* Written request
Copy each of the following records word for word, keeping every line as it appears.

──────

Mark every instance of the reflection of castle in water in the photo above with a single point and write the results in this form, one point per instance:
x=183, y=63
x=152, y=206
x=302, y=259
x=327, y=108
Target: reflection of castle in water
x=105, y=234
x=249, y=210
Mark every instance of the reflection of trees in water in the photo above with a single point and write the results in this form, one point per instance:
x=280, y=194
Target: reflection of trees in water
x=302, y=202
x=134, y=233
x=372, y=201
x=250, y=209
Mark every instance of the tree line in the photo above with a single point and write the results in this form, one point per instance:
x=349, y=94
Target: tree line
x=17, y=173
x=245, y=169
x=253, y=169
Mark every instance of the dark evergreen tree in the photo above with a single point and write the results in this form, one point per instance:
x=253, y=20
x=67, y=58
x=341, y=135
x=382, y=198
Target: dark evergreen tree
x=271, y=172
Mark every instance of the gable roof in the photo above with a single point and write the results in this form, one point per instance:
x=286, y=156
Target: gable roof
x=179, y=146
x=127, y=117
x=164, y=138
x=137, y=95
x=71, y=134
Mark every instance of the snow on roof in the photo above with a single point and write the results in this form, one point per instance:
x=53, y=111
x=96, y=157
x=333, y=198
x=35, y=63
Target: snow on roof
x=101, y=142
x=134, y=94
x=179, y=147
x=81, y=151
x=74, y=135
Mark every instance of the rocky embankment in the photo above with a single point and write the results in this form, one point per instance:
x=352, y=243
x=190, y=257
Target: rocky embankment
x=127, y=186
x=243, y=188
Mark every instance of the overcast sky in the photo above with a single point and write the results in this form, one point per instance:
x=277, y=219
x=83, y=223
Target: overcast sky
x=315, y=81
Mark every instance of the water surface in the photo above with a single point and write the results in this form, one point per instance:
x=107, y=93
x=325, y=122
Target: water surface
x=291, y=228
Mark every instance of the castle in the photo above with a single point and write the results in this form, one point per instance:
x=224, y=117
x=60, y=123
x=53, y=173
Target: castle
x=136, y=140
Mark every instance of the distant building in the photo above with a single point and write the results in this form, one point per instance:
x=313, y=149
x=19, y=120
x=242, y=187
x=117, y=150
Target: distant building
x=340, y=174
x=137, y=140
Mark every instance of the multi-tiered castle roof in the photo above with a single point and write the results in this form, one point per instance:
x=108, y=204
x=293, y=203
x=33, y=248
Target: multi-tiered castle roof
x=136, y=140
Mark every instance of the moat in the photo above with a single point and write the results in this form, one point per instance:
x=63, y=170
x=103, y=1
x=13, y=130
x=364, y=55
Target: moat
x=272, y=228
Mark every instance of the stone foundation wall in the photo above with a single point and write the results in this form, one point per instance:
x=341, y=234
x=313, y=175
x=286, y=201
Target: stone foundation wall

──────

* Answer to the exercise
Mark every instance of the reflection of castle in water in the photo above with a single point and write the results in this form, one point per instance:
x=183, y=63
x=152, y=206
x=302, y=259
x=327, y=108
Target: reflection of castle in water
x=105, y=234
x=249, y=210
Mark every instance of the reflection of trees in water in the photo above with a single point and write the results in this form, one point per instance:
x=280, y=194
Target: reflection of trees in water
x=302, y=202
x=134, y=233
x=372, y=201
x=250, y=209
Mark every instance of the tree line in the photo above with a single point and write the results in this form, one point per instance:
x=349, y=94
Target: tree line
x=17, y=173
x=245, y=169
x=253, y=169
Mark every instance of the dark evergreen tree in the photo above with a single point and write the results in this form, one point per instance:
x=253, y=20
x=67, y=58
x=341, y=135
x=382, y=198
Target: dark evergreen tree
x=271, y=172
Mark every instance of the gable roof in the photo above with a single point and write the results in this form, one point per instance:
x=286, y=156
Target: gable roof
x=179, y=146
x=127, y=117
x=164, y=138
x=137, y=95
x=71, y=134
Mark every instance of the snow on roof in the photo above with a single point and write the results in this form, one point per instance:
x=53, y=111
x=96, y=157
x=333, y=198
x=35, y=63
Target: snow on roof
x=101, y=142
x=134, y=94
x=179, y=147
x=81, y=151
x=74, y=135
Mark every instance of the rocky embankment in the photo above with a single point and write the results in this form, one point per instance:
x=352, y=243
x=190, y=257
Target: rocky embankment
x=127, y=186
x=243, y=188
Mark every instance of the overcast sky in the photo above with a single point and write the results in this form, one point per instance:
x=277, y=219
x=83, y=223
Target: overcast sky
x=315, y=81
Mark every instance of the water surface in the photo above with a single point and write the results in this form, one point per instance:
x=107, y=93
x=325, y=122
Target: water surface
x=291, y=228
Mark every instance of the castle in the photo above with a single point and write the results in this form, one point per instance:
x=224, y=117
x=60, y=123
x=53, y=173
Target: castle
x=136, y=140
Mark every instance of the distant building in the photo above with a single point and write the results in this form, one point per instance:
x=313, y=149
x=19, y=120
x=242, y=187
x=117, y=150
Target: distant building
x=340, y=174
x=137, y=140
Mark every instance of the multi-tiered castle roof in the photo above with a single point and write the results in this form, one point per instance:
x=108, y=204
x=293, y=203
x=33, y=248
Target: multi-tiered castle roof
x=136, y=140
Mark every instance of the moat in the photo above with a single point and write the results in this form, one point per instance:
x=63, y=170
x=103, y=1
x=13, y=130
x=364, y=55
Target: moat
x=272, y=228
Mark every instance of the stone foundation wall in the photo above with a single point and write the results in this form, one point per instance:
x=341, y=234
x=313, y=175
x=286, y=201
Target: stone foundation wall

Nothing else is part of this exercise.